▶ **Action item**: Can you extend the abstract on insulin, leptin, and adiponectin levels in newborns, picking up right after its last sentence?

Background: Controversial findings about the metabolic profile in newborns depending on the length of gestation and size at birth have been reported.
Objective and hypotheses: Insulinemia, adiponectin, and leptin levels are different in children born prematurely and SGA neonates compared to term normal newborns.
Method: 196 healthy newborns were studied at the age 3-4 days. Birth weight (BW), birth length (BL), BMI, ponderal index (PI), and BW/BL ratio were recorded at birth. Neonates were divided according to the length of gestation to term and preterm, and according to the size to: appropriate for gestational age (AGA), SGA, and large for gestational age (LGA). Samples of blood were taken on the third day after delivery. Glycemia, insulinemia, cortisol, leptin, and adiponectin were measured.
Results: Insulinemia and C-peptide were highest in the group of term female newborns. However, HOMA index was highest in the SGA group. Leptin levels in term neonates were 2.12+1.02 ng/ml vs 1.24+0.35 in preterm, and 1.71+0.53 in SGA neonates (P<0.001). Levels of adiponectin were significantly higher in the term group; 30.77+22.64 ng/ml vs 13.40±1.70 in SGA (P<0.05) and 9.43+4.82 in preterm neonates (P<0.001). Cortisol levels were also significantly different 167.55+75.56 nmol/l in terms versus 135.54+61.12 in preterm (0.01), and 189.5+64.7 (P<0.05) in SGA neonates. SGA babies had higher leptin level (P<0.0002) and adiponectin level (P<001) compared to premature neonates.

▶ **Given records**:

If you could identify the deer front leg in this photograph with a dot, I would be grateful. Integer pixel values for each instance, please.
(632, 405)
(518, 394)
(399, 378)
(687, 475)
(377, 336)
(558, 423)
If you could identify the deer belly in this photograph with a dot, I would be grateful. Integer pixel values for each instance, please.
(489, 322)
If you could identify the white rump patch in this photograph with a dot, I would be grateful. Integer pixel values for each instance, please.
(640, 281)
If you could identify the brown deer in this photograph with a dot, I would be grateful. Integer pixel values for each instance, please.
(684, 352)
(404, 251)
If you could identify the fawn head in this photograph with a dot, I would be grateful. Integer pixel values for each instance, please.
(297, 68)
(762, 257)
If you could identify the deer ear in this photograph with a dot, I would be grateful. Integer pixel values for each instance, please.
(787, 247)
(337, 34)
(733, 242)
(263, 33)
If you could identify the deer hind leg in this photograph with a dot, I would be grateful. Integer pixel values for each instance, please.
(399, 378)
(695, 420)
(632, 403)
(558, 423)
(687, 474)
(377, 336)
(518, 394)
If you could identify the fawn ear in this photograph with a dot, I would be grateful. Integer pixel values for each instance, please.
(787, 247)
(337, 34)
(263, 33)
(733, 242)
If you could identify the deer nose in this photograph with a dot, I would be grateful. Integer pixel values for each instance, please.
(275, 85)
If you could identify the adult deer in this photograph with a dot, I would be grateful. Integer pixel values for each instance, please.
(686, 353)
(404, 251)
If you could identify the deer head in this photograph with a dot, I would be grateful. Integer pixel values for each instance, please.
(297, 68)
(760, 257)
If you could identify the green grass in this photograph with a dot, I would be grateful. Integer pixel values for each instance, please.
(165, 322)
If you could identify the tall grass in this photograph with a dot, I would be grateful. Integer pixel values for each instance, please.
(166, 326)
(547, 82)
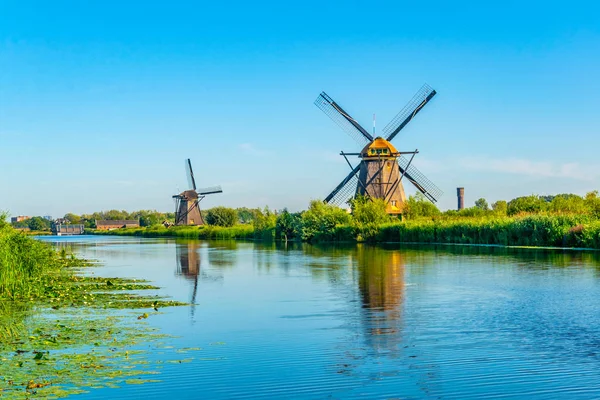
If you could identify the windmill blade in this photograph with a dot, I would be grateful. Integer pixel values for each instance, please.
(209, 190)
(190, 174)
(409, 111)
(425, 186)
(345, 189)
(343, 119)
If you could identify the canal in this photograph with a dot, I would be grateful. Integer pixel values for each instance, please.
(302, 321)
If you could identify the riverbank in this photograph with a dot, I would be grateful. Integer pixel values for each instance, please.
(64, 331)
(580, 231)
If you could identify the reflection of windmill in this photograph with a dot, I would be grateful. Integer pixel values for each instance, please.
(189, 265)
(381, 285)
(382, 167)
(187, 208)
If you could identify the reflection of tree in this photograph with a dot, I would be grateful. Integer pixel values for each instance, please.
(381, 287)
(189, 264)
(222, 253)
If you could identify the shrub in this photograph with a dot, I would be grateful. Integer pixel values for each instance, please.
(320, 220)
(221, 216)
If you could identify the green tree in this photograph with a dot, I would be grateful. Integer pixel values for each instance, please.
(592, 202)
(482, 204)
(288, 226)
(264, 224)
(500, 207)
(368, 211)
(526, 204)
(568, 203)
(245, 215)
(418, 206)
(221, 216)
(320, 220)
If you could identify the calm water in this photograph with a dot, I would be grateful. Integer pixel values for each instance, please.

▶ **Output for this exercise**:
Conclusion: The positive correlation between BW, BMI and PI and concentration of leptin and adiponectin is probably a result of increased production from the growing adipose tissue during the last trimester of pregnancy. Adipocytokines level depends on gestational age and ponderal index. Leptin and adiponectin levels are more likely to correlate with birth weight than with gestational age. Careful planning of nutrition of both premature and SGA neonates based on their metabolic profile might prevent obesity later in life.